▸ Excerpt provided
# Using Facebook to solve crimes



## TechSocial (Dec 20, 2011)

Connected To The Case to use Facebook for crowd-sourced crime solving

Ready the spandex and decide on a name for your alter ego, because come October 16th, you'll have the chance to fight crime from the comfort of your computer. On that date, the "Connected To The Case" website goes live with the aim of crowd-sourcing tips from its users to help the cops solve active investigations. You'll use your Facebook login for access, as the service pulls data from your profile to prioritize cases with which you might have a connection. Morgan Wright, CEO and Chief Crime Fighter of Crowd Sourced Investigations, told us its system looks at five key areas when digging for pertinent triggers: "date, location, time, relation and demographics." It then uses that data to tailor notifications of unsolved crimes based on -- for example -- proximity to your school, or where you used to work. Rest assured that you control the privacy settings, and if you've got useful info to share, you can do so anonymously.

Read More


----------



## ozziebeanie (Jun 24, 2009)

Incredible what they can do now


----------



## pm1941 (Mar 31, 2005)

Good and it's nice to see that Facebook is getting on top of these shortcomings.


----------



## Donmarita (Jun 19, 2012)

Wouldn't it be wonderful if we could identify and neutralize some of these school bullies?


----------



## pm1941 (Mar 31, 2005)

Indeed yes, cyberbullies in general.


----------

▸ Extracted material
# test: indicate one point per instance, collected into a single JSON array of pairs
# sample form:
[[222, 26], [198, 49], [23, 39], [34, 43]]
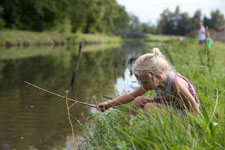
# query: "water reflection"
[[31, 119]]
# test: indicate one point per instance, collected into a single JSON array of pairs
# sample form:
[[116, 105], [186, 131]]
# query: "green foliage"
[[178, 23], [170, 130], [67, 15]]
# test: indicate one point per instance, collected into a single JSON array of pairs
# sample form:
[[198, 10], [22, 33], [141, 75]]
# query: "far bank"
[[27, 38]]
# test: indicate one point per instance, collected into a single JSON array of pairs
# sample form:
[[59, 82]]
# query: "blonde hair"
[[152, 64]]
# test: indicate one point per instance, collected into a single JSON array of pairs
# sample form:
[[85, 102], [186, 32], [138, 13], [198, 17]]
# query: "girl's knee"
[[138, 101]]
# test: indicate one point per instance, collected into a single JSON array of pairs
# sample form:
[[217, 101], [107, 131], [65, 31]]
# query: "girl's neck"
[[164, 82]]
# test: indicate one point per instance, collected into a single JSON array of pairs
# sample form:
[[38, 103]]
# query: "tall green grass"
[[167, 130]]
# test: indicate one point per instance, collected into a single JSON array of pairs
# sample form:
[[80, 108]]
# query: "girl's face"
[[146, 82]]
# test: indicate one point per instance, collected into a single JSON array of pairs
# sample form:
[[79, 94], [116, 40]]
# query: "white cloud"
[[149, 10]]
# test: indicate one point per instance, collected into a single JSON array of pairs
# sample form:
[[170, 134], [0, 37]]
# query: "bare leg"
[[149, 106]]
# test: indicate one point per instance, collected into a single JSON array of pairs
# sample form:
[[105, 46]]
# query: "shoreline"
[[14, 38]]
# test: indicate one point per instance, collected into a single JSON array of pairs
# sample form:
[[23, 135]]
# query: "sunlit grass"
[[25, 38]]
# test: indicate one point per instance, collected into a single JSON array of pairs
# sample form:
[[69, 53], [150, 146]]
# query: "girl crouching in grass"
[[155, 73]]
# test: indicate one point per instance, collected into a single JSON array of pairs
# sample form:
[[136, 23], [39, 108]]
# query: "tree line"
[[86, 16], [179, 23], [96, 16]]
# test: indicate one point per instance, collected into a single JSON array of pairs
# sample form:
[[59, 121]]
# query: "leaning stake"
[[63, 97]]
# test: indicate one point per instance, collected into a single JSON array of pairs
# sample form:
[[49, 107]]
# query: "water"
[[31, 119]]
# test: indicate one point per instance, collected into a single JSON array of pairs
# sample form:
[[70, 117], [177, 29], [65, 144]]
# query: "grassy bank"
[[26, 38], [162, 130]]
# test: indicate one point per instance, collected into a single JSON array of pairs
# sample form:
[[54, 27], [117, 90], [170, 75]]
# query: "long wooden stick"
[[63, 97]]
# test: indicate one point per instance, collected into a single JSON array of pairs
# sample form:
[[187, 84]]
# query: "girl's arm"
==
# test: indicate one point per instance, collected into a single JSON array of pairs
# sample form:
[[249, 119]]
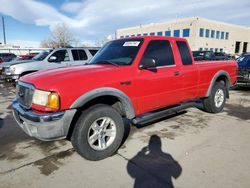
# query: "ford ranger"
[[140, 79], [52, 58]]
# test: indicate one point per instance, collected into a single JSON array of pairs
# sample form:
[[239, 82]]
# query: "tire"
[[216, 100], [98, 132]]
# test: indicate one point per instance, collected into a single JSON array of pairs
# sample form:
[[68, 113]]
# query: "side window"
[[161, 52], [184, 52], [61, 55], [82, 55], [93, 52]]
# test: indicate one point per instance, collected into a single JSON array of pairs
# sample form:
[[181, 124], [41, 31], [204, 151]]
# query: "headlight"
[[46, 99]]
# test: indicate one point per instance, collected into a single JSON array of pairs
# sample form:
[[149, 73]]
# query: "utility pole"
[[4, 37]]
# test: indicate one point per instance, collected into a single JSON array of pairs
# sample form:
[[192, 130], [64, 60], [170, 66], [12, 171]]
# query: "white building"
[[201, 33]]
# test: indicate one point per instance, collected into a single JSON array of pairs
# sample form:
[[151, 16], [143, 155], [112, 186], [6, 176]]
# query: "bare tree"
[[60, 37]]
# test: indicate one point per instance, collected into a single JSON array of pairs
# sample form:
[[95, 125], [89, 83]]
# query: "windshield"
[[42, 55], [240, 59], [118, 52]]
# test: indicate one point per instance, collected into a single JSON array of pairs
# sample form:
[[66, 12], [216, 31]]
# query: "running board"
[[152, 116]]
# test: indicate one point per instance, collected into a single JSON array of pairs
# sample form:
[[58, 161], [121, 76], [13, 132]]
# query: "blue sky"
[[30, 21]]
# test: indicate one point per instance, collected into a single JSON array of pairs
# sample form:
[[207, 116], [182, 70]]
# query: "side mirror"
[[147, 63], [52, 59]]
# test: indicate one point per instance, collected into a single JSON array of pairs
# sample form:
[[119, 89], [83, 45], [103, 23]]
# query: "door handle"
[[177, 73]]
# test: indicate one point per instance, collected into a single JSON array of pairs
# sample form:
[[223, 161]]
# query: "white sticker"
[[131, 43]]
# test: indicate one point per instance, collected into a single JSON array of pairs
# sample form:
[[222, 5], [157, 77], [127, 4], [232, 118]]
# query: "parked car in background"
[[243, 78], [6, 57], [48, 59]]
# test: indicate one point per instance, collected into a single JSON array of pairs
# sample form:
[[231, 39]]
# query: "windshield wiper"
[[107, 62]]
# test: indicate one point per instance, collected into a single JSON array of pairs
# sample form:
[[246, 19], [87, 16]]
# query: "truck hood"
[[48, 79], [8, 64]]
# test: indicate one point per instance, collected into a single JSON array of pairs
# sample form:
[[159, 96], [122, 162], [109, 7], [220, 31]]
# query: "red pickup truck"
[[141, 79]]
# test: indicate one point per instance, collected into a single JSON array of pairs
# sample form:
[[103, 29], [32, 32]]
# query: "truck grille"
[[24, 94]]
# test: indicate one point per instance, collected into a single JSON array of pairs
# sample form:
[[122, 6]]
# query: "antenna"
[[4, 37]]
...
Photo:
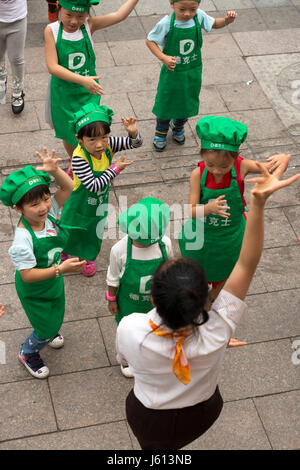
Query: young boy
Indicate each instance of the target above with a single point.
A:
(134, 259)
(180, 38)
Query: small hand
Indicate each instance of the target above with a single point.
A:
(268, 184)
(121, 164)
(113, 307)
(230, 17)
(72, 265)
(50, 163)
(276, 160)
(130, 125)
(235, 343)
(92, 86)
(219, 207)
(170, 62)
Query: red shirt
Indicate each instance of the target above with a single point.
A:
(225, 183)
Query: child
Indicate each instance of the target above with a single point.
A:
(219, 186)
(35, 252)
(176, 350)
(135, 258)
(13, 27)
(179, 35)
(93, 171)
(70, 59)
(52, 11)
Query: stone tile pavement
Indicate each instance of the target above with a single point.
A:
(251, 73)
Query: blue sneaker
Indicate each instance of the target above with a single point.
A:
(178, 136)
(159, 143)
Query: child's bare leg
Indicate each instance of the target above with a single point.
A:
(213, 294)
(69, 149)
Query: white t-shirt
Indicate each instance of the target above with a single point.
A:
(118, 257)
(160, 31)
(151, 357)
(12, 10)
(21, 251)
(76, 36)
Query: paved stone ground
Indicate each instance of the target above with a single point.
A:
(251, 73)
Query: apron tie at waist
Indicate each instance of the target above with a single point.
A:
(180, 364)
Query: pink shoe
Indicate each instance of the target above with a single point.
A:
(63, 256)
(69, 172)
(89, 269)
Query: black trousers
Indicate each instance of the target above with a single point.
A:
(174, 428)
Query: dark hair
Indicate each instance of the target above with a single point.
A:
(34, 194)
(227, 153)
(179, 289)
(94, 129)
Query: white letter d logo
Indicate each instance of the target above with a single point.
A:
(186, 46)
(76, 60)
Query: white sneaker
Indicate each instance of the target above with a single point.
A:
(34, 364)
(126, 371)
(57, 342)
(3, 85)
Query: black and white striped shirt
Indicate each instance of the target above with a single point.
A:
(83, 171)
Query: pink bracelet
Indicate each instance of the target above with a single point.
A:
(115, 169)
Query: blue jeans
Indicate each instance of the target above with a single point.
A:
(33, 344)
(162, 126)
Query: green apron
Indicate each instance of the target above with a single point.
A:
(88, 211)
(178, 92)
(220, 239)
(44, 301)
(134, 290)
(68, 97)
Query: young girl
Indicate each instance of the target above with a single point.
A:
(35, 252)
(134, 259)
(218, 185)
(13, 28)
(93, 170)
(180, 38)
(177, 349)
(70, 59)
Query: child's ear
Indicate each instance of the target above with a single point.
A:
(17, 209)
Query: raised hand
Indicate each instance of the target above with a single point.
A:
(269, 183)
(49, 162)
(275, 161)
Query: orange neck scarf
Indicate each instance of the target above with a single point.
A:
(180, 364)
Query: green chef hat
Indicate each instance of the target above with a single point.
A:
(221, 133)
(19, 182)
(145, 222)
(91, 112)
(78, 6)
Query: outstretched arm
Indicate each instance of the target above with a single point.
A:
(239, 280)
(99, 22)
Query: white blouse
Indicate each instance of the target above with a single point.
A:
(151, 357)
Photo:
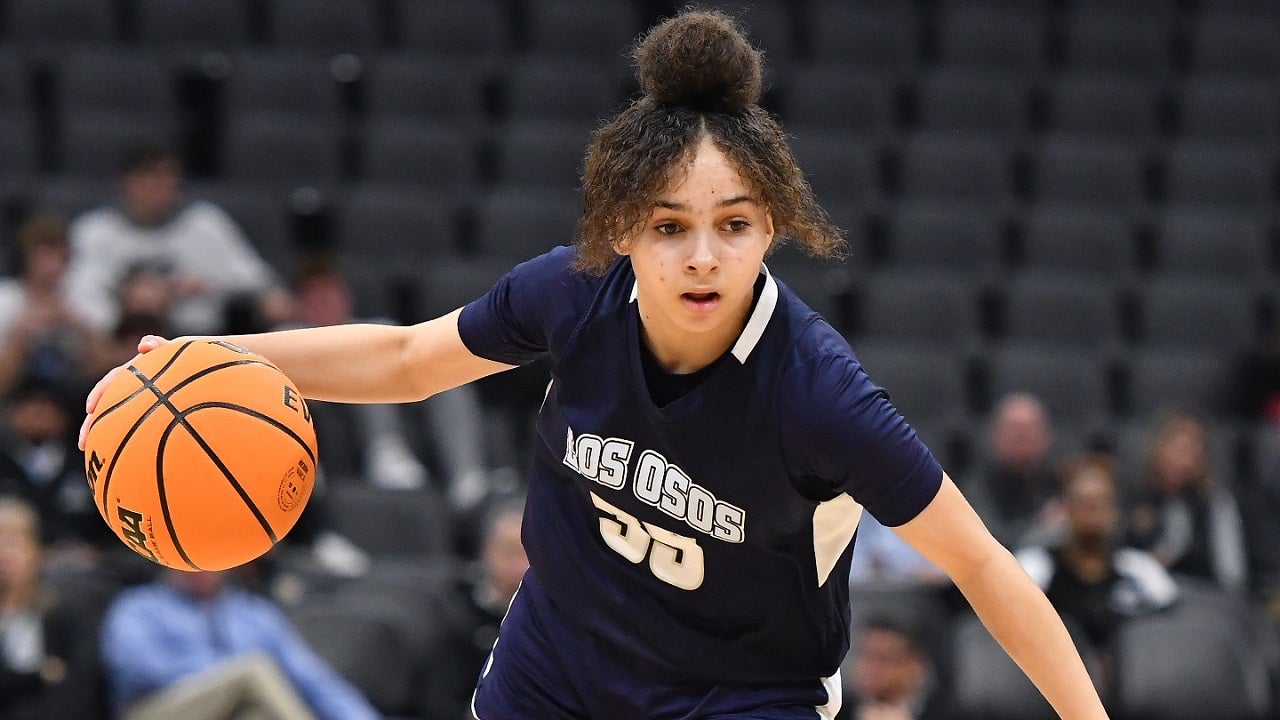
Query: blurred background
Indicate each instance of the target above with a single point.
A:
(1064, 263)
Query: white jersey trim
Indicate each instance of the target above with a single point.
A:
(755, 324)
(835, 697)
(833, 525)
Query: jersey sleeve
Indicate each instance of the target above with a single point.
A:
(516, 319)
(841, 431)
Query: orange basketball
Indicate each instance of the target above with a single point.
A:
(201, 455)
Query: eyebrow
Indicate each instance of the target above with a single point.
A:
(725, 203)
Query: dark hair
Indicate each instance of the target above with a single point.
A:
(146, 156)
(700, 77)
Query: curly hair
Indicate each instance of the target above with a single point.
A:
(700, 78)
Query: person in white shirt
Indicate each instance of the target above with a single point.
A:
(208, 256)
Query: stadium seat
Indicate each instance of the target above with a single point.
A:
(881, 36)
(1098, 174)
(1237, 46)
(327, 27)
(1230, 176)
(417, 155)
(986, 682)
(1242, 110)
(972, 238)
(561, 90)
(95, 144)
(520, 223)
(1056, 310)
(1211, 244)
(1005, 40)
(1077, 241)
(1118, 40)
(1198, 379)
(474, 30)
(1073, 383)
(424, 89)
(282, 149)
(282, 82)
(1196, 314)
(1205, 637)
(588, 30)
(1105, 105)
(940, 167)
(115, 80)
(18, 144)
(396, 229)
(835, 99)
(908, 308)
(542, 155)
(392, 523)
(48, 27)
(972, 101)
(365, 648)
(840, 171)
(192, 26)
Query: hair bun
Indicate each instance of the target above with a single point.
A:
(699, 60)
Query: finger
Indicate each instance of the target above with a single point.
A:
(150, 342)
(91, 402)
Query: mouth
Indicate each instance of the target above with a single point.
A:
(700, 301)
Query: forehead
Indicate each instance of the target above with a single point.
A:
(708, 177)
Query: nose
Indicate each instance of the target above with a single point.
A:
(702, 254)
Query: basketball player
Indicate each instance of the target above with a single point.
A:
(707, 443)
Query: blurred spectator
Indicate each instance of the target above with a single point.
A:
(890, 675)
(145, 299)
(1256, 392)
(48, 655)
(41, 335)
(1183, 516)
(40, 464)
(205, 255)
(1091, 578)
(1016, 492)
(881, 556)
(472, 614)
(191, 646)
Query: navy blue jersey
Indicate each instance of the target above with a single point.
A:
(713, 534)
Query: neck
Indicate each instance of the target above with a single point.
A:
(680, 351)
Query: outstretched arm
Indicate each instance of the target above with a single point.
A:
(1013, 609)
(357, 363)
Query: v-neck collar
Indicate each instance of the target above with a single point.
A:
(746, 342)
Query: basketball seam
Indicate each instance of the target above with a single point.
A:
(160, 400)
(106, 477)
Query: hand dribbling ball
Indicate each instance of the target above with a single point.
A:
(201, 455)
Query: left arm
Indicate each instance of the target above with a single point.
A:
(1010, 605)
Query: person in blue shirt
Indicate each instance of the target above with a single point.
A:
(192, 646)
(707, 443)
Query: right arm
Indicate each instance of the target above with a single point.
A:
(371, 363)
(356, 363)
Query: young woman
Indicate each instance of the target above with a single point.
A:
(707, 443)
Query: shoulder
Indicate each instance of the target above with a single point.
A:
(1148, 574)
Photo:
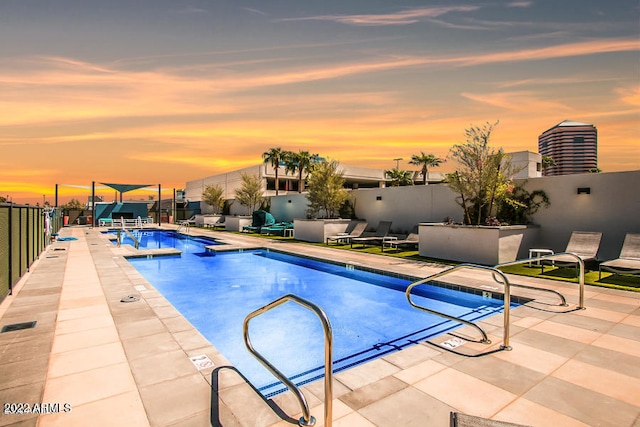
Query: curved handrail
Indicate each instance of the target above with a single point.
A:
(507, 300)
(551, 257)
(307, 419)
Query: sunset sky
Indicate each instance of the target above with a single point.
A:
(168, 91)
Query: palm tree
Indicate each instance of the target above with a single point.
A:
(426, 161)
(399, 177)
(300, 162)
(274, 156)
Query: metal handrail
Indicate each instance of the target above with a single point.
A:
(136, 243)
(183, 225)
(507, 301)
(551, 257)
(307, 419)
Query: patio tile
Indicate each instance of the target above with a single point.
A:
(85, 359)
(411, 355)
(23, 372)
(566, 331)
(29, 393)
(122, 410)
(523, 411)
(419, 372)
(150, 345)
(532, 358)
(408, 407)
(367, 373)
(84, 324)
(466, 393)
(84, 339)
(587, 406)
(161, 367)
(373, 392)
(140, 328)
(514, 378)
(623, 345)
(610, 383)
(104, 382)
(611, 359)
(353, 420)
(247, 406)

▸ Instruction
List the five key areas that, according to the forum thread about using Facebook to solve crimes, the Connected To The Case system examines when digging for pertinent triggers.

▸ Answer to the problem
Date, location, time, relation, demographics